--- START LISTING ---

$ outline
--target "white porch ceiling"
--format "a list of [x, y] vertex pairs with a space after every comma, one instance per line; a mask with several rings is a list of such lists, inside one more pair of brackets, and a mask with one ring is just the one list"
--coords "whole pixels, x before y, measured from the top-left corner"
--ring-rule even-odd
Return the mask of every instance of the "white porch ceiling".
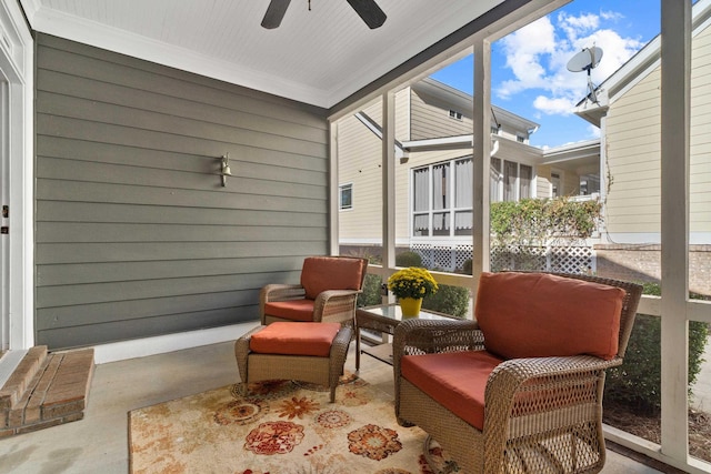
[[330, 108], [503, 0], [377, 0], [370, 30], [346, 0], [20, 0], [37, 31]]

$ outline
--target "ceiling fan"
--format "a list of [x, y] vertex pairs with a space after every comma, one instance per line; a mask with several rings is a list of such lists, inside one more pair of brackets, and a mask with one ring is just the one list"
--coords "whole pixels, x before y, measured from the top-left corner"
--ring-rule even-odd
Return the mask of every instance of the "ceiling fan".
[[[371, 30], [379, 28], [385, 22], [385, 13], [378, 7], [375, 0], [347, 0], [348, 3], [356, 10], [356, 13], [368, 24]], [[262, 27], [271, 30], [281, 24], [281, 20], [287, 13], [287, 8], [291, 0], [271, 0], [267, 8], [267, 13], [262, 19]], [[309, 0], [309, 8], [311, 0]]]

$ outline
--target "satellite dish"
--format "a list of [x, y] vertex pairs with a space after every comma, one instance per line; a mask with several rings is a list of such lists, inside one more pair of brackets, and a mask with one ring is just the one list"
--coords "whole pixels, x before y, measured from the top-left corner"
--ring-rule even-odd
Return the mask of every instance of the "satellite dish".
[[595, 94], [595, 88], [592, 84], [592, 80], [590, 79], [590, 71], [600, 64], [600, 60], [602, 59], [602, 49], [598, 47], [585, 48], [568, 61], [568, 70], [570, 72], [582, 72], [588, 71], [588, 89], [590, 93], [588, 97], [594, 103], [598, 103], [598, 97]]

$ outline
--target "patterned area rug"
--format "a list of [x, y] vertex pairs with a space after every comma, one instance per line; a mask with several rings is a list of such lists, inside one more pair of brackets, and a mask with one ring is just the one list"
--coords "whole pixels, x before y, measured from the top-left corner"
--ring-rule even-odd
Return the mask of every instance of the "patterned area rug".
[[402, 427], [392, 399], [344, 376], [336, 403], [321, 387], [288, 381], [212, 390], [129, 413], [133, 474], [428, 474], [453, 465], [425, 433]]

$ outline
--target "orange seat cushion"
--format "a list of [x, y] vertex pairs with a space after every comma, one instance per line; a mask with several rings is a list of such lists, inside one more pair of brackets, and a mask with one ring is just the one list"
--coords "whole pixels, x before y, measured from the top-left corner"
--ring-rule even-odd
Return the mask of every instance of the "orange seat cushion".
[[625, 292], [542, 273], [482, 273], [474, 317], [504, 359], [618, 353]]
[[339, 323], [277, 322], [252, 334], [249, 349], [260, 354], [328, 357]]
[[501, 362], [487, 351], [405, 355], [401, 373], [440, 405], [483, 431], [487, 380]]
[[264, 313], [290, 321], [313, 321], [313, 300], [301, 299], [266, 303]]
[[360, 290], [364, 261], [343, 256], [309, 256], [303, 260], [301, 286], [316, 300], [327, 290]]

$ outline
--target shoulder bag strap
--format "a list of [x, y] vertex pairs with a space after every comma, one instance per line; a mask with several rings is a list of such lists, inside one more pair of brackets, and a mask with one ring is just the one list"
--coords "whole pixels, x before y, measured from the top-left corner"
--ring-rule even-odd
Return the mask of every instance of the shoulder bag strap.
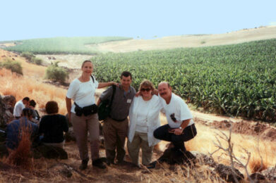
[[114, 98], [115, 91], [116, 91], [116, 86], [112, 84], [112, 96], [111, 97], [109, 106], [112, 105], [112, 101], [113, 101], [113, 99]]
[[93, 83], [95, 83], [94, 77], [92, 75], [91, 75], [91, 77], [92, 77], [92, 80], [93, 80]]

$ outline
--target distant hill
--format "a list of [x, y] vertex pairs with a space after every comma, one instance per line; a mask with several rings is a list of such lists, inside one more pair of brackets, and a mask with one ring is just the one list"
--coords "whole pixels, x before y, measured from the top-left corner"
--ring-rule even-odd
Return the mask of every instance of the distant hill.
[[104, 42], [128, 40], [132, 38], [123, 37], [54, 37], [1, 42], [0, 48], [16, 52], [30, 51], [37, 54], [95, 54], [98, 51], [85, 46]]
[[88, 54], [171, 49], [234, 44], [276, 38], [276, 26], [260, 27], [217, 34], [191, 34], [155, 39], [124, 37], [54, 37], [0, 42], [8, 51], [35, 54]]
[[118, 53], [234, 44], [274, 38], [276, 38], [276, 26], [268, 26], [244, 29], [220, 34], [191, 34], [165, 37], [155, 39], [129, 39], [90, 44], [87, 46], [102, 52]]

--- END LISTING ---

* [TASK TO COMPLETE]:
Rewrite the listing starting at its first line and ending at the line containing "0], [37, 31]]", with "porch" changed to "deck" and everything else left as is. Leave the pictures out of your answer.

* [SOLUTION]:
$ outline
--target "white deck ceiling"
--format "a list of [x, y] vertex pairs with a space after every comma, one instance per line; a mask with several rings is a list of such lists, inside one more pair of brackets, and a mask with one ring is just the one list"
--coords "whole pixels, x before y, measured from the top-left corner"
--ring-rule even-odd
Return the mask of every instance of the "white deck ceiling".
[[330, 108], [503, 0], [377, 0], [370, 30], [346, 0], [20, 0], [37, 31]]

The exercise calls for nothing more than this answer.